Zitiere aus dem Text über die Impfpflicht in der Pflege wörtlich einen Abschnitt: Setze bei den Worten mit „Arbeitnehmern, die sich“ ein und höre nach „Monate freigestellt wurde.“ auf.

:: Ausgangsdokument ::
----------------------------------------

Pflegepersonal in der Pandemie Keine Impfung, keine Ansprüche
Im Jahr 2022 war eine Corona-Impfung für Pflegepersonal Pflicht. Ungeimpfte Mitarbeiter wurden teils ohne Gehalt freigestellt - zu Recht, wie nun das Bundesarbeitsgericht entschied. Eine Abmahnung sei aber zu viel gewesen.
Arbeitnehmern, die sich während der Corona-Pandemie trotz gesetzlicher Pflicht nicht gegen das Virus haben impfen lassen und deshalb freigestellt wurden, stehen im Nachhinein weder Gehaltsnachzahlungen noch Urlaub zu. Das geht aus einer Entscheidung des Bundesarbeitsgerichts (BAG) in Erfurt hervor (5 AZR 167/23). Geklagt hatte eine Frau aus Nordrhein-Westfalen, die vom Betreiber eines Seniorenheims wegen fehlenden Impfschutzes im Jahr 2022 über Monate freigestellt wurde.

----------------------------------------

:: Extrahierte Einträge ::
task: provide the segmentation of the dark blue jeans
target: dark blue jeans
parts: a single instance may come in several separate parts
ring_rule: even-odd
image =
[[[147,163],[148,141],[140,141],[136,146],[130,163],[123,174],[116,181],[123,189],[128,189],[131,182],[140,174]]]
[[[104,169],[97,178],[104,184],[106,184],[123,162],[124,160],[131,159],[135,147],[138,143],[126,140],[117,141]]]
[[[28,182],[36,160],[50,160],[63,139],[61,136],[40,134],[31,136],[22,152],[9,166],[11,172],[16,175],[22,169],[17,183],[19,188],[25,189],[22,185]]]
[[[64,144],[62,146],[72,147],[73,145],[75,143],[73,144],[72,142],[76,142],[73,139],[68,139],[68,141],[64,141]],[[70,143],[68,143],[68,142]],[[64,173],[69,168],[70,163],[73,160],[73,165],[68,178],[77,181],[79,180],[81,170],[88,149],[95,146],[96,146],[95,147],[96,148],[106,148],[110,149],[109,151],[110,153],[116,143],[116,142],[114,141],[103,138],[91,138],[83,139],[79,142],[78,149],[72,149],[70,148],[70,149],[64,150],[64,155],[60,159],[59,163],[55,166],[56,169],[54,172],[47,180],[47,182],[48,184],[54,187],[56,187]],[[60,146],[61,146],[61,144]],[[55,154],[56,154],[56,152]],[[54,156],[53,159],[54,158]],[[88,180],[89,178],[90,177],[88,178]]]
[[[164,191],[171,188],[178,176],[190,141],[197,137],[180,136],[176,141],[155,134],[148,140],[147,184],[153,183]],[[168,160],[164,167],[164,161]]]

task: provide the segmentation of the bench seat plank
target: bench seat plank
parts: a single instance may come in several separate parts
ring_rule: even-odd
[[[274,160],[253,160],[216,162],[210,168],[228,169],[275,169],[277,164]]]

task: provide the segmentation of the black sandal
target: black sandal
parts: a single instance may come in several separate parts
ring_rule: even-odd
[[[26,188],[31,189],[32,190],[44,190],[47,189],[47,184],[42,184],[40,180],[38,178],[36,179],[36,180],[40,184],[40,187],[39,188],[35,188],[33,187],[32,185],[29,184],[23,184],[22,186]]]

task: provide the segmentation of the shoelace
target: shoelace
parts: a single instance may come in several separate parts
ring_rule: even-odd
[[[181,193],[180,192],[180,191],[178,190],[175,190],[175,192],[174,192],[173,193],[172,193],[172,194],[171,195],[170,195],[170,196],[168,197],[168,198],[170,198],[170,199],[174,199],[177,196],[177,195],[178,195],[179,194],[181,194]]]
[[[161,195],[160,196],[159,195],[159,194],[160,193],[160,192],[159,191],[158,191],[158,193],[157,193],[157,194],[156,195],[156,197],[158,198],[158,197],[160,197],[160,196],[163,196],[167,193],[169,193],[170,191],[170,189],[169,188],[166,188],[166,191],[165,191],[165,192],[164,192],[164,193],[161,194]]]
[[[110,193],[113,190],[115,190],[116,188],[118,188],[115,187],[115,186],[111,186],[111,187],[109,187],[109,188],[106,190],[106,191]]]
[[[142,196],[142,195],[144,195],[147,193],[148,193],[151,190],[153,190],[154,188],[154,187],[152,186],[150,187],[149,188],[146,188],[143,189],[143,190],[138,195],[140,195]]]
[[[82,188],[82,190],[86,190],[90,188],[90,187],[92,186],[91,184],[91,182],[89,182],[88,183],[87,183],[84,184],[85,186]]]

----------------------------------------

:: Ergebnis ::
Arbeitnehmern, die sich während der Corona-Pandemie trotz gesetzlicher Pflicht nicht gegen das Virus haben impfen lassen und deshalb freigestellt wurden, stehen im Nachhinein weder Gehaltsnachzahlungen noch Urlaub zu. Das geht aus einer Entscheidung des Bundesarbeitsgerichts (BAG) in Erfurt hervor (5 AZR 167/23). Geklagt hatte eine Frau aus Nordrhein-Westfalen, die vom Betreiber eines Seniorenheims wegen fehlenden Impfschutzes im Jahr 2022 über Monate freigestellt wurde.